> Exercise directions
The tail of the records, from the line containing "One keypoint belongs to every instance. Tag the floral" through the final line, should be printed exactly and on its own.

> Task data
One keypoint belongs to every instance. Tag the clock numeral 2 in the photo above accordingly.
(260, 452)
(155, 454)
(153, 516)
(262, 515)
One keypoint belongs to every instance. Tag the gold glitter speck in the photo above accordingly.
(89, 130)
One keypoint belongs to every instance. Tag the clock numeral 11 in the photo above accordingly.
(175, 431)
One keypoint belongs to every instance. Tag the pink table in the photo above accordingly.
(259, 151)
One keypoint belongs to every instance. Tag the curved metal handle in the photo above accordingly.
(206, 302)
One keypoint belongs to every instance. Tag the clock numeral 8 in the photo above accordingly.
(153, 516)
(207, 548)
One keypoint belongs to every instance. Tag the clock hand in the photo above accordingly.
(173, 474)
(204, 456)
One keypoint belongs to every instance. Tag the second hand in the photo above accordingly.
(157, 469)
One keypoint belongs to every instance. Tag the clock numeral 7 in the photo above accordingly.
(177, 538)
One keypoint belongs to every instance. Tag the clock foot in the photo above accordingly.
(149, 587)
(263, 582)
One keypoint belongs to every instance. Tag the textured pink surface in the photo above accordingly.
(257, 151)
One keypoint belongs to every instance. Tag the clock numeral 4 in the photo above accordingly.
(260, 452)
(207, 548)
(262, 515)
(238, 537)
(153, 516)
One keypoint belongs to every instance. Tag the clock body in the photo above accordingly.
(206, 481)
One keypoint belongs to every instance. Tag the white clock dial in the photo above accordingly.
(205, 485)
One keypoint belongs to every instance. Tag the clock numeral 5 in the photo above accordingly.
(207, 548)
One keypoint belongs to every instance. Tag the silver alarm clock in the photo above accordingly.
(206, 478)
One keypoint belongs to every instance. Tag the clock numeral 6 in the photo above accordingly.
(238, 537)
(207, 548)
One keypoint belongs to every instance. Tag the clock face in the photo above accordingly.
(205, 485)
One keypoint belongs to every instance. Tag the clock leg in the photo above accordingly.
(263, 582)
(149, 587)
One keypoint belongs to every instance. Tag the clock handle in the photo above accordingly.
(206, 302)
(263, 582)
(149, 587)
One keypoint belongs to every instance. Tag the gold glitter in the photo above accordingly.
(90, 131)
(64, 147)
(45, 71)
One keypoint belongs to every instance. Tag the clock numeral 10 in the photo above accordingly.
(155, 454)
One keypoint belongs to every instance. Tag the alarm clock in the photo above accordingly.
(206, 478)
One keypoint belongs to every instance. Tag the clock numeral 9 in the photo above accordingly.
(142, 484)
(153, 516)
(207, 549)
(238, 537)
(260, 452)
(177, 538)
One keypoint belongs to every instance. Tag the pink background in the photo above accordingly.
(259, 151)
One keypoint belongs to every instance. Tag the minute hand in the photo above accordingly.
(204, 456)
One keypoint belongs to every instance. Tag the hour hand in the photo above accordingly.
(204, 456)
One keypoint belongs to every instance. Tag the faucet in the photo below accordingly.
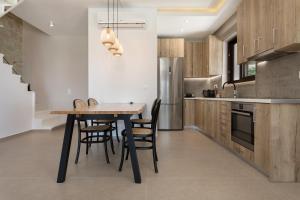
(234, 88)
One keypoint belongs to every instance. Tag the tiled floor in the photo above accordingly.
(190, 167)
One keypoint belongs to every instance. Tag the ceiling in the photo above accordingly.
(184, 18)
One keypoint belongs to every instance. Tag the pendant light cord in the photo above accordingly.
(113, 15)
(108, 13)
(117, 18)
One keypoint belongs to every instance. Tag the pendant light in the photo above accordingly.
(120, 50)
(114, 48)
(108, 36)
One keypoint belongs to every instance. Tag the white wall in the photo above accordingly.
(132, 77)
(16, 103)
(53, 65)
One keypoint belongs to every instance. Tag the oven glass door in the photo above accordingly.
(243, 128)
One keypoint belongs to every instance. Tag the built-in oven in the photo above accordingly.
(242, 124)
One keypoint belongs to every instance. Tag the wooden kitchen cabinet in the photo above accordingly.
(204, 58)
(267, 27)
(188, 59)
(224, 117)
(241, 26)
(171, 47)
(199, 114)
(262, 127)
(189, 112)
(264, 25)
(197, 59)
(213, 56)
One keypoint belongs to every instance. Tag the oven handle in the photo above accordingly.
(241, 113)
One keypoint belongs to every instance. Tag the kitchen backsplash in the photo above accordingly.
(277, 78)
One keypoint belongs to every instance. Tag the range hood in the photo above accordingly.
(269, 55)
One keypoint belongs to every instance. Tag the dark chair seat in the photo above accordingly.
(140, 132)
(96, 128)
(104, 121)
(141, 121)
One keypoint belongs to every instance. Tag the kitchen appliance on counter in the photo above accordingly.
(209, 93)
(189, 95)
(242, 124)
(170, 91)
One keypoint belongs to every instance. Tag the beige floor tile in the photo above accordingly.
(191, 166)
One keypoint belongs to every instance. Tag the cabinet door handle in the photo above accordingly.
(274, 35)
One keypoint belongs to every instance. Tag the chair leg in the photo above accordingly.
(78, 148)
(155, 159)
(87, 144)
(105, 147)
(127, 153)
(123, 154)
(154, 152)
(117, 131)
(112, 142)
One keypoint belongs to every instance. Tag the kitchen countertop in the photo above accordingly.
(250, 100)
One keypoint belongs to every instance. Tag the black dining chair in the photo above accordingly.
(111, 122)
(93, 134)
(145, 136)
(143, 121)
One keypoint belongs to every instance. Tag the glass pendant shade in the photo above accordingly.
(115, 47)
(120, 51)
(108, 37)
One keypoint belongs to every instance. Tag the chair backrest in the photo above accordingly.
(155, 115)
(79, 103)
(153, 106)
(92, 102)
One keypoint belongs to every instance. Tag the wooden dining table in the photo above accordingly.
(115, 111)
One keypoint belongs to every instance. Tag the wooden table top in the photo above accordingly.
(105, 108)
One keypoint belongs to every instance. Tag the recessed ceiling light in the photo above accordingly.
(51, 24)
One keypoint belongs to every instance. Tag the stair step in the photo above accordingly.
(43, 120)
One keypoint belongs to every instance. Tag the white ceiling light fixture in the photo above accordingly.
(108, 36)
(114, 48)
(120, 50)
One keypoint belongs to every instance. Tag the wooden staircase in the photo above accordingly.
(8, 5)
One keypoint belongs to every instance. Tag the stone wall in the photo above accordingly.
(11, 44)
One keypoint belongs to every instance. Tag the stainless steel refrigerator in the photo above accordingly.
(170, 91)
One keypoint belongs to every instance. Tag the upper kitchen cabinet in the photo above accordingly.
(203, 58)
(212, 56)
(254, 28)
(267, 28)
(171, 47)
(188, 59)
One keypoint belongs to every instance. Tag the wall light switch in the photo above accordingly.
(69, 91)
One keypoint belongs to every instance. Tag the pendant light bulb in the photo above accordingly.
(120, 51)
(108, 37)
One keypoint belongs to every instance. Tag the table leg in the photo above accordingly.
(64, 158)
(132, 151)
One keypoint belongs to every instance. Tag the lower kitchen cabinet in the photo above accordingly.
(262, 127)
(276, 135)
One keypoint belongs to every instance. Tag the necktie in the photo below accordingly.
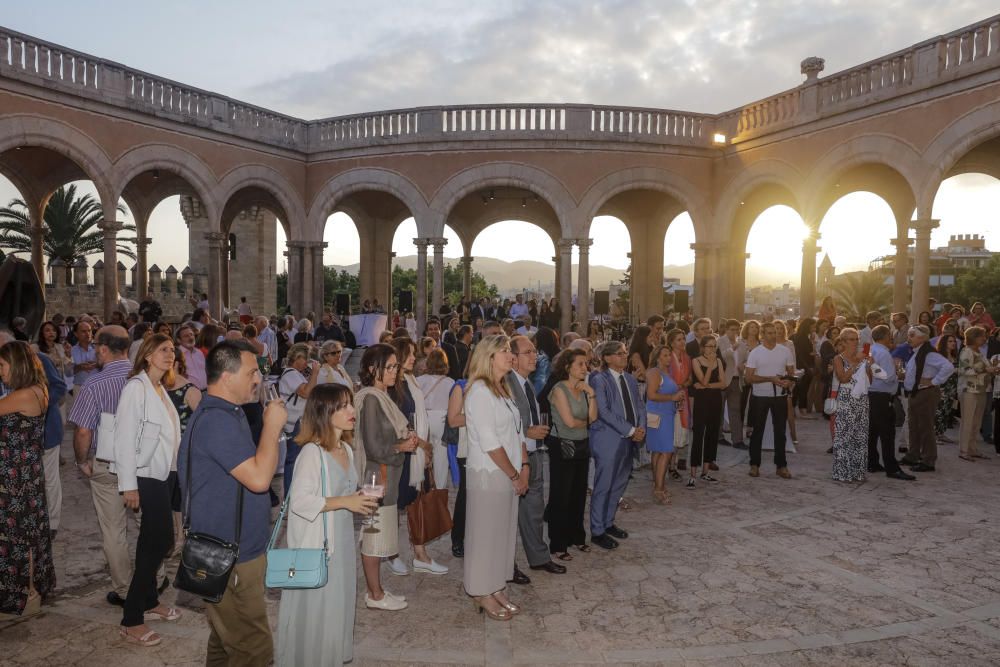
(629, 410)
(530, 393)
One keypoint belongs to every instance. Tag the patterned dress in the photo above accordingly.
(24, 516)
(850, 436)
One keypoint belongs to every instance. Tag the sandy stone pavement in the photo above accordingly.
(745, 572)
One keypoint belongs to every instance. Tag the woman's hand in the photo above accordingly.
(360, 503)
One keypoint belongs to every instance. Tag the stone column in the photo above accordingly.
(807, 284)
(921, 265)
(110, 278)
(467, 277)
(900, 276)
(699, 302)
(319, 278)
(295, 278)
(583, 285)
(437, 294)
(421, 282)
(565, 283)
(141, 267)
(214, 291)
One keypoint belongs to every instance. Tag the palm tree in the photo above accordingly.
(69, 224)
(861, 292)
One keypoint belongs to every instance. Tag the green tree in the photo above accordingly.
(979, 284)
(69, 227)
(858, 293)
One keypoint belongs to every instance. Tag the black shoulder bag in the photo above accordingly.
(206, 561)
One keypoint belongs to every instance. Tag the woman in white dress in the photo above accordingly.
(316, 626)
(436, 386)
(497, 472)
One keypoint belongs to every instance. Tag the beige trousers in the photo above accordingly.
(53, 486)
(973, 406)
(112, 517)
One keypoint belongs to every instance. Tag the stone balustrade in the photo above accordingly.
(934, 61)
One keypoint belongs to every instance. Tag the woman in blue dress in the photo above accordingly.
(661, 396)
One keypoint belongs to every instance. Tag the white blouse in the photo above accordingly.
(307, 498)
(492, 423)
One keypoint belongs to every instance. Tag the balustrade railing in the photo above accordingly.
(940, 59)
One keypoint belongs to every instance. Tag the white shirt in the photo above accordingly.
(769, 363)
(618, 385)
(492, 423)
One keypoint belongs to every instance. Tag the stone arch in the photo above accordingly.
(771, 173)
(901, 160)
(645, 178)
(30, 130)
(185, 164)
(270, 181)
(950, 145)
(334, 191)
(501, 174)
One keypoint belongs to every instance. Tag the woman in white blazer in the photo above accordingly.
(316, 626)
(147, 437)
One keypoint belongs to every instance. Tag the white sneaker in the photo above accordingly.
(398, 567)
(429, 568)
(387, 603)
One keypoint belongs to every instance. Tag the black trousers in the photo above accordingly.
(458, 516)
(156, 539)
(707, 417)
(567, 500)
(882, 427)
(802, 390)
(760, 407)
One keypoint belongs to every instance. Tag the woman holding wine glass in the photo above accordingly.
(381, 441)
(316, 625)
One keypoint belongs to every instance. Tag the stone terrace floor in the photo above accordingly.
(746, 572)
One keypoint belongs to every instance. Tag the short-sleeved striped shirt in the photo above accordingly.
(100, 394)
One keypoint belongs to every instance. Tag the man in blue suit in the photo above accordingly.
(621, 420)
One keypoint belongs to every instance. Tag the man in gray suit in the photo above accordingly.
(532, 504)
(621, 420)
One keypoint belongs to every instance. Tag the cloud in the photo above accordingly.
(696, 56)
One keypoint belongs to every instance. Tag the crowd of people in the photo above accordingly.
(190, 423)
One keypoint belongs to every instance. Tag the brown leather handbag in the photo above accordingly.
(428, 515)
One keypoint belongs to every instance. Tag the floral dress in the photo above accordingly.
(24, 515)
(850, 435)
(944, 418)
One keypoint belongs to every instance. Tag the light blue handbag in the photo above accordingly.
(298, 568)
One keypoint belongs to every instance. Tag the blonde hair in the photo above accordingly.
(481, 363)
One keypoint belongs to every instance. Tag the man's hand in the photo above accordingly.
(131, 499)
(275, 414)
(537, 432)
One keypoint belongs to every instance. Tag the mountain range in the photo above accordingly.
(523, 274)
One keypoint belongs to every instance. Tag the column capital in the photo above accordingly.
(924, 226)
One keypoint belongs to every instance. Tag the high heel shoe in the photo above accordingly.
(501, 615)
(508, 605)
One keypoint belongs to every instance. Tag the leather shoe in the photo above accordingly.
(519, 578)
(615, 531)
(604, 541)
(550, 567)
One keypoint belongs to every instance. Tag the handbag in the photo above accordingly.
(206, 561)
(428, 516)
(298, 568)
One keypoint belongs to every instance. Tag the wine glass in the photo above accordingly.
(374, 488)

> Task answer
One keypoint belongs to every instance. Tag the floral dress in the photo above accordingly.
(24, 515)
(850, 435)
(944, 418)
One keypoint belongs to every instance. Tag the light blue handbag in the photo above accordingly.
(298, 568)
One keypoint belongs to every instance. Tag the blonde hair in the photo above accordingly.
(481, 363)
One keypoint belongs to every instance. Tag the man's hand in the photo above accordingly.
(131, 499)
(275, 414)
(537, 432)
One keypoint belongs to every instance. Tag the mountain range in the photo above accordingly.
(523, 274)
One keypoint belongs to every instance. Tag the column capital in the photo above accordingly.
(924, 226)
One keypoint belongs to every instance. Tag the high heel shoe in the photo above accordingly.
(501, 615)
(508, 605)
One keypoint belongs to every instance. Tag the leather shoe in the photo above accordingly.
(519, 578)
(615, 531)
(604, 541)
(550, 567)
One keypoint belongs to every instance. Tag the handbag in the photo above accordingly.
(206, 561)
(428, 516)
(298, 568)
One keypoint belongs to every instance. Tag the wine glass in the photo above accordingly.
(374, 488)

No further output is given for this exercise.